"Spiegel"-Interview

Biesenbach: "Mich hat Trumps Erfolg 2024 nicht gewundert"

Museumsdirektor Klaus Biesenbach warnt vor einer "Kulturrevolution" unter Trump – und spricht im "Spiegel" über Cancel Culture, Quotenzwang, Diversitätsdruck und den Eklat rund um Nan Goldin in Berlin

Der Museumsdirektor Klaus Biesenbach sieht einen von den USA ausgehenden globalen Kulturkampf. "Mit Trump erleben wir nun den zweiten Teil einer Tragödie und können nur hoffen, dass es keinen dritten gibt", sagte der 58-Jährige in einem "Spiegel"-Interview (Nr. 23/2025). "Im Moment sind die Menschen geradezu schockgefroren. Trumps Leute verfügen jetzt über einen viel größeren politischen Durchgriff als in seiner ersten Amtszeit, er selbst vollzieht auf dieser Basis eine Revolution, auch eine Kulturrevolution, und er verstärkt seine ungute Dominanz durch die Oligarchen, mit denen er sich umgibt."

Dass Trump 2024 wieder gewann, hat Biesenbach, der deutscher und amerikanischer Staatsbürger ist, nicht überrascht. Schon die erste Trump-Amtszeit ("die Pandemie, der ermordete George Floyd") seien eine "Kulturkampf-Tortur" gewesen, und zwar auch von der Opposition. 

"Die Gesellschaft ändert sich ständig und so auch die Kunstwelt, nur erkennt man es nicht immer sofort, auch ich nicht. Plötzlich gelten neue Regeln, und man weiß nicht einmal, wer sie aufgestellt hat. Seit einigen Jahren dreht sich in der Museumswelt alles nur noch um DEAI, wie es im Amerikanischen heißt. Um Diversität, Egalität, Barrierefreiheit und Inklusivität." Und das sei offensichtlich vielen zu viel geworden.

Er sei zwar einer der Ersten gewesen, der mehr Kunst von Frauen als von Männern gezeigt habe, einer der Ersten, der Schwarze Positionen ausgestellt habe. "Weil es großartige Künstlerinnen und Künstler sind, die lange übersehen wurden. Aber dann wurde es unerträglich. Es wurde alles zum Quotenzwang. Nur bestimmte Wörter durften benutzt werden. Wehe, man verdrehte in einer dieser Pandemie-Videokonferenzen die Augen. Das galt als Mikroaggression und die wiederum als Form der Diskriminierung. Alle standen ständig unter Beobachtung, jede Äußerung, jede Geste konnte falsch sein, und man wusste nie, was einem drohte."

> [Aufgabe 1]:
Beantworte zum Textauszug über Klaus Biesenbach:
(a) Wie alt ist Biesenbach?
(b) Welche Staatsbürgerschaften besitzt er?
(c) Wofür steht die Abkürzung DEAI?
> [Aufgabe 2]:
Führe den Textauszug über Klaus Biesenbach nach seinem letzten Satz weiter.

Daten zur Objektverortung in natürlicher Sprache

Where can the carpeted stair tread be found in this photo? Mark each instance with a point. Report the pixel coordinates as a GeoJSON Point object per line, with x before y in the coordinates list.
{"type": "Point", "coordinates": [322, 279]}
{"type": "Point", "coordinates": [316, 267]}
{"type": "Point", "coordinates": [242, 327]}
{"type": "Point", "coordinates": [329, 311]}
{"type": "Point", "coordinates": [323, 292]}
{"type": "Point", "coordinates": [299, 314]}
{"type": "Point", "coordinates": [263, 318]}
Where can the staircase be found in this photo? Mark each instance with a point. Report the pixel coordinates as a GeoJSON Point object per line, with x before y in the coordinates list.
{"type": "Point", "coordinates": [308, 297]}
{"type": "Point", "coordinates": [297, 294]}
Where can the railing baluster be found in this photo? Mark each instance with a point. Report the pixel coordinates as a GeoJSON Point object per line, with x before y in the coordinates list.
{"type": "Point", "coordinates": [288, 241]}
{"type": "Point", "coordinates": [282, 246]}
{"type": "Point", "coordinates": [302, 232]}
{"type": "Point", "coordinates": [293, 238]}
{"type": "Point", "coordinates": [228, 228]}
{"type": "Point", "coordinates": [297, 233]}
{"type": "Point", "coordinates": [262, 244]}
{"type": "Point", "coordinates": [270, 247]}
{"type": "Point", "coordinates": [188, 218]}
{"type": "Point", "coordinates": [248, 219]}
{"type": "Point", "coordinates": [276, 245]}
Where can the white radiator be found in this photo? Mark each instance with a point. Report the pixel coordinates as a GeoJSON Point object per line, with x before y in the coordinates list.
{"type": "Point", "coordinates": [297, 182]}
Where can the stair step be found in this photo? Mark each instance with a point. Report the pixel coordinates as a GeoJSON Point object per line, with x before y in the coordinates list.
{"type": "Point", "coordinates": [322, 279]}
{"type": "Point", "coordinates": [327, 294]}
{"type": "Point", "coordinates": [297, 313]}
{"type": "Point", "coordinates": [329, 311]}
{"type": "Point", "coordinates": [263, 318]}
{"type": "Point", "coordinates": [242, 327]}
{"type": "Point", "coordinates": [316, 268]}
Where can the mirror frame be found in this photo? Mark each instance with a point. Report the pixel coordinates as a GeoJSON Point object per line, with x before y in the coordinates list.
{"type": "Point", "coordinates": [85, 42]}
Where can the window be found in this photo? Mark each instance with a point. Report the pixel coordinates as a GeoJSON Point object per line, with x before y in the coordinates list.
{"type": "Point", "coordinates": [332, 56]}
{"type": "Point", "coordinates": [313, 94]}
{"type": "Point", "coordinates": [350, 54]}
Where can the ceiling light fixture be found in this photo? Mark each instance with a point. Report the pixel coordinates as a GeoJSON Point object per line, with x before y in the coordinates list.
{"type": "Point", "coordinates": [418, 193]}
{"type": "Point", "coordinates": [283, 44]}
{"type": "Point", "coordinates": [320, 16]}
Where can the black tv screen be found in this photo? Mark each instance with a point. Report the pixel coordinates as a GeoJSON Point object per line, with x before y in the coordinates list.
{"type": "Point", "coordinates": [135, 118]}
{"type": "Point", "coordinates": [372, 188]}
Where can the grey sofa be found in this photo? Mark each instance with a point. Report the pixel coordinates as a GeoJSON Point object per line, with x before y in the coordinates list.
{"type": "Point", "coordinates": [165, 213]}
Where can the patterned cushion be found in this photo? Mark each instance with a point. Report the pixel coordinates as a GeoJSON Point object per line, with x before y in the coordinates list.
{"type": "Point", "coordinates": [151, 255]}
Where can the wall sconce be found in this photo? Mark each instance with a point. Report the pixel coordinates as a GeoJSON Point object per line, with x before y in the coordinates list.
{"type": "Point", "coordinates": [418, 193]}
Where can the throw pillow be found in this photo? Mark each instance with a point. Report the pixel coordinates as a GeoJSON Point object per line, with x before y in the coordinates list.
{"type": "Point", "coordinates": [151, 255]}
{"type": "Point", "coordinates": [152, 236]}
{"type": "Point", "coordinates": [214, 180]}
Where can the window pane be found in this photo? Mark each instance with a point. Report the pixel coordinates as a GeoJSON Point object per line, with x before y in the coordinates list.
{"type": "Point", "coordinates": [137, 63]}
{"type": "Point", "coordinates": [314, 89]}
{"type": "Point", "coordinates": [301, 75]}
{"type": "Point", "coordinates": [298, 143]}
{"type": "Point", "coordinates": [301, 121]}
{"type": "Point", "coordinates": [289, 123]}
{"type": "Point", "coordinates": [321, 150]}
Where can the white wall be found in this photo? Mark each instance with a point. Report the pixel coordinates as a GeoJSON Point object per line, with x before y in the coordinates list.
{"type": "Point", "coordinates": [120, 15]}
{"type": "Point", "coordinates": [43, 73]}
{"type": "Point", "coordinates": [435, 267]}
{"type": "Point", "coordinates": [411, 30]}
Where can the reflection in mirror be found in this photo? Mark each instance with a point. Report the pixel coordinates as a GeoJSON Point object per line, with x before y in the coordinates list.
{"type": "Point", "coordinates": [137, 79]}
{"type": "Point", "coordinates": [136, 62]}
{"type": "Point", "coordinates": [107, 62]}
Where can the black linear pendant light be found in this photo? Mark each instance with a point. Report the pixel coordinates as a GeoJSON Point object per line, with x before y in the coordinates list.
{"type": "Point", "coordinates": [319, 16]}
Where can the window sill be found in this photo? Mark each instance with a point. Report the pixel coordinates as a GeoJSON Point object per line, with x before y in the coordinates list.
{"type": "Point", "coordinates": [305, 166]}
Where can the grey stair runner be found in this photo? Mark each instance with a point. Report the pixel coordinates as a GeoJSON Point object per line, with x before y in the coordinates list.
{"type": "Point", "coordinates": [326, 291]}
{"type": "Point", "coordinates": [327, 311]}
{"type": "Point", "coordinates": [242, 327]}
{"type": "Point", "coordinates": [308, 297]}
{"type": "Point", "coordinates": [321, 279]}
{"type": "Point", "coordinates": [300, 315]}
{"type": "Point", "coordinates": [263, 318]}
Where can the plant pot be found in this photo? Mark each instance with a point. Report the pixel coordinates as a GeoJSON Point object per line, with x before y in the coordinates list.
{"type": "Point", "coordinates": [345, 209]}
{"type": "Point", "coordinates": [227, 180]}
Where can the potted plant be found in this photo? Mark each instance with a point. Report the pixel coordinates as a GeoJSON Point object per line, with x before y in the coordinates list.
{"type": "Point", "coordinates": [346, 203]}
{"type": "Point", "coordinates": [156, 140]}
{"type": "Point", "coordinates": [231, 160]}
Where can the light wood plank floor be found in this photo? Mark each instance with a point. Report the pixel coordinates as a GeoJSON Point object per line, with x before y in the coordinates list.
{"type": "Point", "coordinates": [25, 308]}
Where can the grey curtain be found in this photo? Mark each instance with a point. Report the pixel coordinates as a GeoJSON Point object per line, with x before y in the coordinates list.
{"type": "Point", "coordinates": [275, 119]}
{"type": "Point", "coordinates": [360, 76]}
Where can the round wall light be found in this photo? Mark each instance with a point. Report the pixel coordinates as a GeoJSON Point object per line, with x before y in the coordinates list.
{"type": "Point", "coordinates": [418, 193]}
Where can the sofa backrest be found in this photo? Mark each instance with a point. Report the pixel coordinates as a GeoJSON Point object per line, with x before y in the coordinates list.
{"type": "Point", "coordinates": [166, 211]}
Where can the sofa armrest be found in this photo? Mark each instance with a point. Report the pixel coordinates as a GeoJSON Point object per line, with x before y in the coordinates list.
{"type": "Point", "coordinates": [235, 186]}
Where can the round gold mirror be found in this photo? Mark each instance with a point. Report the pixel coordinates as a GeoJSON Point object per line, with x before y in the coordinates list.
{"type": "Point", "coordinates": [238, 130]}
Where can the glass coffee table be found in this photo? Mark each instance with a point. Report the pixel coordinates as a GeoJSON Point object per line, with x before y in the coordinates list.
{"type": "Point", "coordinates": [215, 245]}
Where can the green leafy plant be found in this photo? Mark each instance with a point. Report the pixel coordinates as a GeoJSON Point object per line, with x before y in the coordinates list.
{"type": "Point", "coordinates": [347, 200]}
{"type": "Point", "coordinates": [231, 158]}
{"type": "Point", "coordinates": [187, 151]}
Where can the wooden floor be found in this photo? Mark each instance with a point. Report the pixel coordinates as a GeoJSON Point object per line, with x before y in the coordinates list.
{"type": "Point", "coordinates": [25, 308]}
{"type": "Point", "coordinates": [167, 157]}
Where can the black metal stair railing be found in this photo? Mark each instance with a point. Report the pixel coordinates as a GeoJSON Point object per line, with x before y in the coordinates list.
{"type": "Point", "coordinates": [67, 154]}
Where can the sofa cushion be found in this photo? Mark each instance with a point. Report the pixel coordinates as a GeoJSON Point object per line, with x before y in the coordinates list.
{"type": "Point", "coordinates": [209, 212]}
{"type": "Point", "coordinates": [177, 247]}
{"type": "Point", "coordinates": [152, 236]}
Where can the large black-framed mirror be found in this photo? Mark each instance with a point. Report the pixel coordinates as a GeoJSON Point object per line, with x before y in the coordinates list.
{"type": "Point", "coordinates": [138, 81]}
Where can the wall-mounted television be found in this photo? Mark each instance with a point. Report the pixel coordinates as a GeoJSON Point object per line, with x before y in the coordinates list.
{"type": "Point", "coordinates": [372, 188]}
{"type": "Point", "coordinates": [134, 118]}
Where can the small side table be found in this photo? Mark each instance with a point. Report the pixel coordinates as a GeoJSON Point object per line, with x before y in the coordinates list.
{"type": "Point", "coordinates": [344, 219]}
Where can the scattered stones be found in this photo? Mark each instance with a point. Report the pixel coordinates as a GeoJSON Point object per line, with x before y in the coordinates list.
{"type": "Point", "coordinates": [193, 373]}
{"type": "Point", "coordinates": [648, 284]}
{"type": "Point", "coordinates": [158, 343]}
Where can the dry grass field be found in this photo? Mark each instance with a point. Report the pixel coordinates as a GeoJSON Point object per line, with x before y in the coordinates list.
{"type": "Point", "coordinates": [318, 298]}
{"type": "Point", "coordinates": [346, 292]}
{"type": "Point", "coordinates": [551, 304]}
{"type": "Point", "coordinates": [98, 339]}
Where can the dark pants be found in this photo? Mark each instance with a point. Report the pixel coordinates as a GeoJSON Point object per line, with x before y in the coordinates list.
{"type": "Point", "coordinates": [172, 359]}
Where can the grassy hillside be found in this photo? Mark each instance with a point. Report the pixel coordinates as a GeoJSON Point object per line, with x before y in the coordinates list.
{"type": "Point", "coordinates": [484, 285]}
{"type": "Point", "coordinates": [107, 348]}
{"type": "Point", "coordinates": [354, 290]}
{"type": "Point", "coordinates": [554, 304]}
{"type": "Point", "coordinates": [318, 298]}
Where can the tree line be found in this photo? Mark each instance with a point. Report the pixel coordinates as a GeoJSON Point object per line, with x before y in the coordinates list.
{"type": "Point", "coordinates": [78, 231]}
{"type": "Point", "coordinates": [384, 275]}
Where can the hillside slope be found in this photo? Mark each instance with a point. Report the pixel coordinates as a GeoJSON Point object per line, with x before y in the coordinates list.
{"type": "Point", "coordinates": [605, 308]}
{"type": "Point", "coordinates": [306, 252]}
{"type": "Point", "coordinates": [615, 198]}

> [Antwort 1]:
(a) 58 Jahre
(b) die deutsche und die amerikanische
(c) für Diversität, Egalität, Barrierefreiheit und Inklusivität

> [Antwort 2]:
Biesenbach setzte in den 1990ern in Berlin den Kunstboom in Gang. 2004 verschaffte ihm das einen Ruf ans Museum of Modern Art in New York. Nach einer kurzen Station als Direktor des Museum of Contemporary Art in Los Angeles kehrte er 2022 nach Berlin zurück und wurde Direktor der Neuen Nationalgalerie. 

Biesenbach zu Goldin-Eklat: Nie daran gedacht, sie auszuladen

Dort stand er im letzten Herbst im Zentrum eines Eklats: und zwar bei der Eröffnung der Ausstellung "This Will Not End Well" der jüdischen New Yorker Fotografin Nan Goldin, die Israel wegen seiner Vergeltung nach dem 7. Oktober 2023 einen Genozid in Gaza vorwirft. Am Abend vom 22. November 2024 hielt Biesenbach eine Gegenrede gegen Goldin, die von propalästinensischen Aktivisten mit Geschrei übertönt wurde.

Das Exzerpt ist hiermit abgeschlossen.